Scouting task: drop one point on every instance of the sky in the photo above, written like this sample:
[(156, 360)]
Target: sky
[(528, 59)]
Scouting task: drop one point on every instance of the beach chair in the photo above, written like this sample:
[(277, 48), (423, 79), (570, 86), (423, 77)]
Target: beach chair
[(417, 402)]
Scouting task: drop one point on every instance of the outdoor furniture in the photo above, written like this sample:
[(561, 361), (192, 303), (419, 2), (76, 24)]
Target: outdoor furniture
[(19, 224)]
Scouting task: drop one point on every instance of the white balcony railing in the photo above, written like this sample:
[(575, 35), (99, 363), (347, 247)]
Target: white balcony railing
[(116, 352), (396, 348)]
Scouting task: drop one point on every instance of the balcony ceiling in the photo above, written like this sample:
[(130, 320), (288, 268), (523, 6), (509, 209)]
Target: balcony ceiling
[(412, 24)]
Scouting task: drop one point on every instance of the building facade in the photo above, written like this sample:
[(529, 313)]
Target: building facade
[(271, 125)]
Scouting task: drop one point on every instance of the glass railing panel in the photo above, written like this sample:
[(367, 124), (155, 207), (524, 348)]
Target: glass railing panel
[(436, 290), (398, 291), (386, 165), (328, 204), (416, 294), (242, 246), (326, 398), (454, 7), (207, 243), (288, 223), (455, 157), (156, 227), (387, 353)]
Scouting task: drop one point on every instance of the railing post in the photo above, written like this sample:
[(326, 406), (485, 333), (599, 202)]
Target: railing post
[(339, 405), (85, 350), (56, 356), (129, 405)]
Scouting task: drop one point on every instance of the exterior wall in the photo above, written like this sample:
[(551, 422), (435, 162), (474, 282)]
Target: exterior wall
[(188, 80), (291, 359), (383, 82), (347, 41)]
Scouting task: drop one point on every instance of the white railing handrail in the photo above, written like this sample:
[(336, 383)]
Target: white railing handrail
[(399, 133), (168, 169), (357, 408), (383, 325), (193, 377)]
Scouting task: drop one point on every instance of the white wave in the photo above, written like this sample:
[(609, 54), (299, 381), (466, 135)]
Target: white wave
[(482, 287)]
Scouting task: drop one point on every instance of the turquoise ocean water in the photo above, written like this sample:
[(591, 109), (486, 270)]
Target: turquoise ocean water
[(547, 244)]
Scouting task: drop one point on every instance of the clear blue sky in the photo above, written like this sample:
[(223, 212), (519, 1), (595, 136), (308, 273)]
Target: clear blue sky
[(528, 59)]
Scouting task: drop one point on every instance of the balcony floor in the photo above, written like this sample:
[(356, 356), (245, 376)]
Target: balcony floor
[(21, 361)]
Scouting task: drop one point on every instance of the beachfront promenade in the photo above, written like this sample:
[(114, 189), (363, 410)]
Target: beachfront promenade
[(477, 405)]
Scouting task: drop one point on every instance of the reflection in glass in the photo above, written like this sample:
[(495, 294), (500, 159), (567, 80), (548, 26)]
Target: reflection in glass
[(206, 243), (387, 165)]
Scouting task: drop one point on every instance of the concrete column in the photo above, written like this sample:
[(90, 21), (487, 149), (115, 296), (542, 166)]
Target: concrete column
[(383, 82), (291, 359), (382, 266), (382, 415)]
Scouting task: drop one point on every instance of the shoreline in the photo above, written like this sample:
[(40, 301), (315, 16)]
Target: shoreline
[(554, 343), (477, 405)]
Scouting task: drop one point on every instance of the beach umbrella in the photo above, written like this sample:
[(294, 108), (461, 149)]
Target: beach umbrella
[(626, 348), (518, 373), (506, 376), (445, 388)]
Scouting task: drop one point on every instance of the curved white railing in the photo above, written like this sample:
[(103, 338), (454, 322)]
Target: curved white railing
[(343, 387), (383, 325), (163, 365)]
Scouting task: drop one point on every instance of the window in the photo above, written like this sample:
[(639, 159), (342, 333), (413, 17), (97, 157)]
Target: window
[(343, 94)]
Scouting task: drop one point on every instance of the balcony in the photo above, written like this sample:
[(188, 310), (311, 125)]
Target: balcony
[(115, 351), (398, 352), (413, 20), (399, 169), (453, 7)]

(Your goal) Copy the data above word for word, starting at the line that contains "Scouting task: drop one point on every instance of the window" and ending at the last line of the data.

(Problem solution)
Scouting task: drop one point on every instance of the window in the photo above, written like this sample:
[(639, 159), (342, 333), (413, 17), (97, 157)]
Target: window
[(343, 94)]
Scouting task: drop one point on every instance of the balcony in the photo above, written like this sample:
[(188, 310), (311, 125)]
Target: balcony
[(115, 351), (398, 352), (413, 20), (399, 169), (453, 7)]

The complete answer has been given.